Bob’s Red Mill Chocolate Protein Powder Nutrition Facts | Label Breakdown

Bob’s Red Mill chocolate protein powder provides 180 calories, 20 g protein, 18 g carbs, 3.5 g fat, and 12 g fiber per 2-scoop (45 g) serving.

Bob’s Red Mill chocolate protein powder sits in a busy aisle full of tubs that all promise similar things, yet the label on this bag reads a bit differently. It leans on pea protein, adds chia and chicory root fiber, and skips stevia in favor of monk fruit. If you want to know exactly what ends up in your shaker, it helps to break those numbers down line by line.

This article walks through Bob’s Red Mill Chocolate Protein Powder Nutrition Facts in plain language. You will see how the macros add up, how the fiber load compares to other powders, what the iron and calcium numbers really mean, and where this blend fits for muscle, appetite, and blood sugar balance.

Bob’s Red Mill Chocolate Protein Powder Nutrition Facts

The label for this chocolate protein powder lists a serving as 2 scoops, or 45 grams of powder. Independent databases based on the package data report 180 calories, with 20 grams of protein, 18 grams of carbohydrate, 12 grams of fiber, and 3.5 grams of fat per serving.1 That mix makes it a higher-fiber, moderate-protein choice rather than a bare-bones isolate.

Nutrient Amount Per 2 Scoops (45 g) % Daily Value*
Calories 180 kcal
Protein 20 g 40%
Total Carbohydrate 18 g 7%
Dietary Fiber 12 g 43%
Total Sugars 2 g 4%
Total Fat 3.5 g 4%
Saturated Fat 1 g 5%
Sodium 240 mg 10%
Calcium 40 mg 3%
Iron 7 mg 40%
Cholesterol 0 mg 0%

*Percent Daily Values are based on a 2,000 calorie diet.

__Records supplied__
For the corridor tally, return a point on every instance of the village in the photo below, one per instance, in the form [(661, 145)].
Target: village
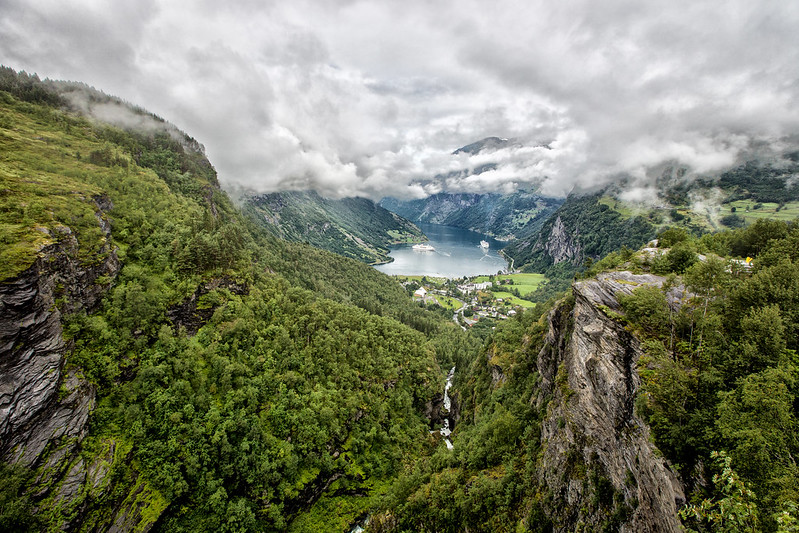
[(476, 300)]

--

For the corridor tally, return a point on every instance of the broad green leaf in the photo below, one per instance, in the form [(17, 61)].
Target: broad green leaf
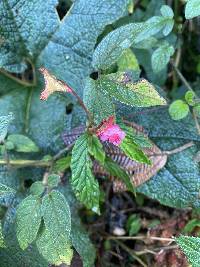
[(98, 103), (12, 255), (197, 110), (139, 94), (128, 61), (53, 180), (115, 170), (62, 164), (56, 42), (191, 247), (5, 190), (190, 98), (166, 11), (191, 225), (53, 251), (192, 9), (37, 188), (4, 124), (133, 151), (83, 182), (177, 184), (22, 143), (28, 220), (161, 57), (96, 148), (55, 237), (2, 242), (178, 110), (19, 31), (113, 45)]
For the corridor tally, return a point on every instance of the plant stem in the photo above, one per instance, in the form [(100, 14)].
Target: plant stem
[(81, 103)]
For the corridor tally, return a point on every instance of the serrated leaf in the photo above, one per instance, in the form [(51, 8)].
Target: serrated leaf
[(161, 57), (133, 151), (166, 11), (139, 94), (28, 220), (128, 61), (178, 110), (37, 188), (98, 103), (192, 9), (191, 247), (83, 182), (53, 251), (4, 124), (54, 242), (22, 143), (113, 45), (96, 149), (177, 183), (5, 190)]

__Explore the material__
• A. Translate this sentence from the article on Bob's Red Mill chocolate protein powder into Spanish: "That mix makes it a higher-fiber, moderate-protein choice rather than a bare-bones isolate."
• B. Carry on the article on Bob's Red Mill chocolate protein powder, starting after its last line.

__List of answers__
• A. Esa mezcla lo convierte en una opción con más fibra y una cantidad moderada de proteína, en lugar de un aislado reducido a lo básico.

• B.
A quick glance already shows three stand-out points: strong fiber for a protein powder, solid plant protein, and a generous iron contribution for a single snack. Databases that compile the label data, such as the
USDA FoodData Central branded entry, match these numbers closely and confirm the macronutrient split of roughly 44% protein, 39% carbs, and 17% fat by calories.1

Ingredient List And What Each Part Does

Bob’s Red Mill builds this chocolate powder from a short list of ingredients: pea protein powder, inulin from chicory root, chia seed, cocoa powder, natural vanilla flavor powder (sugar, cornstarch, vanilla oleoresin), toasted carob powder, monk fruit extract, and a probiotic blend based on Bacillus coagulans carried on organic inulin.1,2 Each part brings a specific function, not just flavor.

Pea protein powder supplies most of the 20 grams of protein. It is a legume-based protein with all the essential amino acids, though in a different balance than whey. Chia seeds add a little extra protein, but they mainly raise the fiber content and bring some omega-3 fats. Chicory root inulin adds more soluble fiber, which thickens shakes and slows down digestion of the carbs.

Cocoa, toasted carob, and vanilla flavor powder shape the taste so the drink leans toward a darker chocolate profile instead of a dessert-sweet shake. Monk fruit extract sweetens the mix without sugar alcohols or stevia, which some people try to avoid. The added probiotic strain, Bacillus coagulans, is a hardy spore-forming species that can survive processing and shelf time better than many yogurt-style strains.2 The overall result is a powder that behaves like a protein shake and a fiber supplement at the same time.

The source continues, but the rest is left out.